### What the exercise asks
Transcribe each entry exactly, without pictures.

-------- Dataset records --------

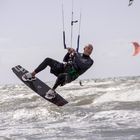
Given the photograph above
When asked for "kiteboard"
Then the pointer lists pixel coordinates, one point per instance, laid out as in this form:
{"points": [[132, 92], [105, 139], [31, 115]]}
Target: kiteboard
{"points": [[38, 86]]}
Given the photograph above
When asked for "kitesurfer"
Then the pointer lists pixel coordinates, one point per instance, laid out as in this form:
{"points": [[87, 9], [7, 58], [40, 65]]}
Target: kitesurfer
{"points": [[75, 64]]}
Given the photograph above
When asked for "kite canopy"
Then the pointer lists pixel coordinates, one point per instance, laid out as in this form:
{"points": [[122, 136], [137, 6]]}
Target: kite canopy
{"points": [[136, 48]]}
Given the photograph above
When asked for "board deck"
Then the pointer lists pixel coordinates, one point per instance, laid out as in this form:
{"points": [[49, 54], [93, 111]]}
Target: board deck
{"points": [[38, 86]]}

--------

### Worked solution
Given the photograph above
When asked for "kiteboard"
Then the pointer lists pixel coordinates, one point per instance, laid out as in this form:
{"points": [[132, 92], [105, 139], [31, 115]]}
Target: kiteboard
{"points": [[38, 86]]}
Given the photograph above
When asked for "kitesurfer"
Then the pointer lists pixel coordinates, one point per instance, laid out as in this form:
{"points": [[87, 9], [7, 58], [40, 65]]}
Target: kitesurfer
{"points": [[75, 64]]}
Given the photograph above
When asked for "kite canopy"
Then the pointer lists pixel coordinates, one point per instance, laid out as in this form:
{"points": [[122, 136], [137, 6]]}
Target: kite canopy
{"points": [[136, 48]]}
Given the photograph above
When asked for "board deck"
Then the pointer lists pixel coordinates, one point per instance, laid out as in this form:
{"points": [[49, 54], [93, 111]]}
Target: board deck
{"points": [[38, 86]]}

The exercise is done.